- EXERCISE TASK: Locate each line in the items below that contains the word "parked", matching case exactly, and copy those lines out.

- Object pointing dataset rows:
......

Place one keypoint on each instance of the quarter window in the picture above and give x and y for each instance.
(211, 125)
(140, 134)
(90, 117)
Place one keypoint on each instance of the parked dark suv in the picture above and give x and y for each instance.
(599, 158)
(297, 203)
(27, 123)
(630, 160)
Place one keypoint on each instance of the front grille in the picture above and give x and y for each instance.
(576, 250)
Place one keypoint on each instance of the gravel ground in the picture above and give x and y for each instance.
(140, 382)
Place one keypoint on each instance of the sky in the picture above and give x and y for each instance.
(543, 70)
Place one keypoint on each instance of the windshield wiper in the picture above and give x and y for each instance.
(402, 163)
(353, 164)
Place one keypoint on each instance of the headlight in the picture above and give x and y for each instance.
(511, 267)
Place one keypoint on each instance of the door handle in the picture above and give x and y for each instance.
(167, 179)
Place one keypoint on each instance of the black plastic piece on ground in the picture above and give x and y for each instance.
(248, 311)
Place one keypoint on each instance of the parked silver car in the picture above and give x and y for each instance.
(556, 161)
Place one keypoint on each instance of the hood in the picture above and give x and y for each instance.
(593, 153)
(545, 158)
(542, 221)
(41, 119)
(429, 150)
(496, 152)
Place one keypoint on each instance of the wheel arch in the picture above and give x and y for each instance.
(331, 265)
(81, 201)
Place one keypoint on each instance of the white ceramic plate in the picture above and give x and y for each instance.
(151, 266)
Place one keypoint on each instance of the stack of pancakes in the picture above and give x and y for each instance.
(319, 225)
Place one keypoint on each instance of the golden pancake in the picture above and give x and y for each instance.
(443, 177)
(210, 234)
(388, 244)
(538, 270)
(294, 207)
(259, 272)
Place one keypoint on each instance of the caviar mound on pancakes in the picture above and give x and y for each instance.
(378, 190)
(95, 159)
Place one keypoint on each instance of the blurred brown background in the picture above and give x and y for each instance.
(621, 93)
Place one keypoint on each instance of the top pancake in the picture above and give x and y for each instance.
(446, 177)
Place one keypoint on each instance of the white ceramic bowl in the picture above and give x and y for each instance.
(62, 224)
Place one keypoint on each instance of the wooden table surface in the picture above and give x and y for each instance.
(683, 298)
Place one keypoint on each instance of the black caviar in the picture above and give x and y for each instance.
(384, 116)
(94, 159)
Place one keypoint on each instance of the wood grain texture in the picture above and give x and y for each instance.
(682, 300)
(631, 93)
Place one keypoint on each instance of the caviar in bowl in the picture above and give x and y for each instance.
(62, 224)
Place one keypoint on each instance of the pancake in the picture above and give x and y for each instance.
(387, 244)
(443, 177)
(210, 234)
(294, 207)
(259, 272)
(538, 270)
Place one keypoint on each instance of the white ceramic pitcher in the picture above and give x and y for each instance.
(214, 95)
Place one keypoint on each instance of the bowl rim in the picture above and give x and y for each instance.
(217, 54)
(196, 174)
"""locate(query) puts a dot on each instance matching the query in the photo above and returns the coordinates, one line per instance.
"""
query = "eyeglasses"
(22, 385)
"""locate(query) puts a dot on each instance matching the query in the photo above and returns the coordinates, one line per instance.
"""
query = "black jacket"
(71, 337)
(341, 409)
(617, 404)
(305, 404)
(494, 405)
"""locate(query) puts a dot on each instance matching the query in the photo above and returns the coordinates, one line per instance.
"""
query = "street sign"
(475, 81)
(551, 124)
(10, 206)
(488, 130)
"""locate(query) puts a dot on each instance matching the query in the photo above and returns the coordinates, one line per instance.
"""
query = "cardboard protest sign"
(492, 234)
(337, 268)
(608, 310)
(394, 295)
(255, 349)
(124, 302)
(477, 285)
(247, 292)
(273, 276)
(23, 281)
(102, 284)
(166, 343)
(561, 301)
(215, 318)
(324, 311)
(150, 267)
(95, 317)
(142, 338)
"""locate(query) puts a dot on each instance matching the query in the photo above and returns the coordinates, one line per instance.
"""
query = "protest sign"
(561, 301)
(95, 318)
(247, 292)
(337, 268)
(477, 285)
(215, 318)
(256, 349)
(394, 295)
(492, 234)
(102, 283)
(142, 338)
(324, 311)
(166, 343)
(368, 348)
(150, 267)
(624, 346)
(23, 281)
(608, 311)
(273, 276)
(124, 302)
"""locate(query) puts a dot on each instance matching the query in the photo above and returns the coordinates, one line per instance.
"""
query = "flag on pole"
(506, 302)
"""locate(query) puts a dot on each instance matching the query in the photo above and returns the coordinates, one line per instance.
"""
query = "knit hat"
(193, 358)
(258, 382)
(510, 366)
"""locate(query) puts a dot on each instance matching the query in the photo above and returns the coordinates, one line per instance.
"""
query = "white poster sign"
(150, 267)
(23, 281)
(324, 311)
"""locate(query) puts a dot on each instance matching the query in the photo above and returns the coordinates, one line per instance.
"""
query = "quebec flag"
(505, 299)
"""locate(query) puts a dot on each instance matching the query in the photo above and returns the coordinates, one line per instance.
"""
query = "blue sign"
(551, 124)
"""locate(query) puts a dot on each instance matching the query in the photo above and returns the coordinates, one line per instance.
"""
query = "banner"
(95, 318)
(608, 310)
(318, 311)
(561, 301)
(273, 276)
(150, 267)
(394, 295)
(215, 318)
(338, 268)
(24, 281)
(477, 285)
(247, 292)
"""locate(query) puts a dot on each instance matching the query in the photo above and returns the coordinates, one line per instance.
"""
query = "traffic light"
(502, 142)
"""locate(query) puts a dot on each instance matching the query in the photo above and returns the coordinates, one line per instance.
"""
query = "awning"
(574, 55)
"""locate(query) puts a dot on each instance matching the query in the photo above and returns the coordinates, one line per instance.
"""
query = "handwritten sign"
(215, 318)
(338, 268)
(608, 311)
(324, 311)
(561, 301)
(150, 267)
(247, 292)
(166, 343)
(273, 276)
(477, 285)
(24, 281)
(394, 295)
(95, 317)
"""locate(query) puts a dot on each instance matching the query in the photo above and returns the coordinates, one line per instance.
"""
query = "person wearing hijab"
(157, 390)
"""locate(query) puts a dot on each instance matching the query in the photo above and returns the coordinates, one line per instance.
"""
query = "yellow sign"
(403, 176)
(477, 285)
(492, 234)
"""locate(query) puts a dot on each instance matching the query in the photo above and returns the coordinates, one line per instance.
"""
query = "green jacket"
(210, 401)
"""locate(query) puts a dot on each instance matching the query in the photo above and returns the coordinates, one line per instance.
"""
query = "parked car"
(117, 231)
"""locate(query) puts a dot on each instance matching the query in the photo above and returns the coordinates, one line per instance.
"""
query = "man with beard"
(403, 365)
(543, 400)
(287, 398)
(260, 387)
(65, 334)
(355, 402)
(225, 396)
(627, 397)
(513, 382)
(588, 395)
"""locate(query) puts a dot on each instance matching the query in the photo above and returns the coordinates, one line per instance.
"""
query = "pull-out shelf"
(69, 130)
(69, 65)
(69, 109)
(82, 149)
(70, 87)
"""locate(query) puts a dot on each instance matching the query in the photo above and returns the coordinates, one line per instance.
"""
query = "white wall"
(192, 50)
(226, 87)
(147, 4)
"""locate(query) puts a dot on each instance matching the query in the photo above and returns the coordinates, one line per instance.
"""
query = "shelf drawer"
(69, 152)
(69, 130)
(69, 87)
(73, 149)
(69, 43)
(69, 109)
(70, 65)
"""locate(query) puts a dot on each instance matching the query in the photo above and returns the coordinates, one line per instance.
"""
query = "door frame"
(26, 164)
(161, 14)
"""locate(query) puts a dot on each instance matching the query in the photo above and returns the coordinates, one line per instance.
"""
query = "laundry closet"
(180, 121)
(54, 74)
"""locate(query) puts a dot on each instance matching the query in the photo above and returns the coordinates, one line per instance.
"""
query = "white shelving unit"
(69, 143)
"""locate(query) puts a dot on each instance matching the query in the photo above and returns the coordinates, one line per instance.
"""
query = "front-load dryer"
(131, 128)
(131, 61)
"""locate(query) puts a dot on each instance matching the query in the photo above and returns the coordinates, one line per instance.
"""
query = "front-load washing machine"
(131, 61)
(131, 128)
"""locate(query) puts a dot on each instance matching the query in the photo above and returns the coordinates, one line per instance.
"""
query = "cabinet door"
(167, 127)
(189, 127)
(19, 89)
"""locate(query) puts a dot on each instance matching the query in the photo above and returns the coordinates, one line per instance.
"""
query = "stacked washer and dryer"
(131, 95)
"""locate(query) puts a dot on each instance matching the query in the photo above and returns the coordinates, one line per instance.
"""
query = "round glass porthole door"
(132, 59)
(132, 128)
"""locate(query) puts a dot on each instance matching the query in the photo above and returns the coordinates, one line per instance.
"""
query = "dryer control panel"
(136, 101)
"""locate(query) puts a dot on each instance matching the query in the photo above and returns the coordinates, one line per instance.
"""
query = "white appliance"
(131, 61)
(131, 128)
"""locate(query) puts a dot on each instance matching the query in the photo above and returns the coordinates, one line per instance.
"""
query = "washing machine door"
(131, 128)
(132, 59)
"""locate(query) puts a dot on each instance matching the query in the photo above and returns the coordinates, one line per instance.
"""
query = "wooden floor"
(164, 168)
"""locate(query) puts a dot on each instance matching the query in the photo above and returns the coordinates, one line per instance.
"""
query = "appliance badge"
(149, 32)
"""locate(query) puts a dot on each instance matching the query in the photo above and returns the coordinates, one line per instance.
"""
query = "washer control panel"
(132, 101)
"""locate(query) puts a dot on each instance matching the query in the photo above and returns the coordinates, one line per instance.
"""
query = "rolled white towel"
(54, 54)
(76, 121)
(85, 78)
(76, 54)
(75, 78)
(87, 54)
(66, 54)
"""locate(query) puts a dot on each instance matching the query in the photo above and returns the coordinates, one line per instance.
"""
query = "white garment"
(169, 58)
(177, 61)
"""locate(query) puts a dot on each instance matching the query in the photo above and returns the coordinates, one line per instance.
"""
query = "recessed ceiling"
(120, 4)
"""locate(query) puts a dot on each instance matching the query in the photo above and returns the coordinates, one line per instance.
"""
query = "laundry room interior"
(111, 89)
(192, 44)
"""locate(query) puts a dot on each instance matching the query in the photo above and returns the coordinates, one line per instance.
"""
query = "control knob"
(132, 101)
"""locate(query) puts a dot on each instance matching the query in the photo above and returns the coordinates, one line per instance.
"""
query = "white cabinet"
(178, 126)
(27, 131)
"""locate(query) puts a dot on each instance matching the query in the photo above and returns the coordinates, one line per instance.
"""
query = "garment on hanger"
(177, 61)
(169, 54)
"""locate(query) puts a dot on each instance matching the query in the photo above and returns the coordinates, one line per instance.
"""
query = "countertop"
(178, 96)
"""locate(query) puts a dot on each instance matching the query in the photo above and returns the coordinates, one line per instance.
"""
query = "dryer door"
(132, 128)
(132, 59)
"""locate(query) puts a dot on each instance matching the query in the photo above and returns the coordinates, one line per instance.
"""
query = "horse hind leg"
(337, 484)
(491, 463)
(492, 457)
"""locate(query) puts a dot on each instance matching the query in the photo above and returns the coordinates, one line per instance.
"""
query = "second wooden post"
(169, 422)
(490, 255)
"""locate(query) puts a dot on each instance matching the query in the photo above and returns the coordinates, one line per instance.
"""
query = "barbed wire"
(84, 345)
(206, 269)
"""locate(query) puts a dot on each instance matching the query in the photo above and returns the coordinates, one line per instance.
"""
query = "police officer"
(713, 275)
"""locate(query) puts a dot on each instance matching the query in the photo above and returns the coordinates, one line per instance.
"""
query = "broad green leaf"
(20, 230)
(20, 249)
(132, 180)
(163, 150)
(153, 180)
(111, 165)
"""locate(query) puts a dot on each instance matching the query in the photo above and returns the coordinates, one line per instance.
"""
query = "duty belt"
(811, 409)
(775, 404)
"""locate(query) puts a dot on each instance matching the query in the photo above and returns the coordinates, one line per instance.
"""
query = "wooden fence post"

......

- TASK ANSWER:
Place one keypoint on each instance of the parked dark suv in the picture above and give x and y for each instance.
Place one keypoint on each instance of the parked silver car in the picture above and give x and y for each instance.
query = "parked car"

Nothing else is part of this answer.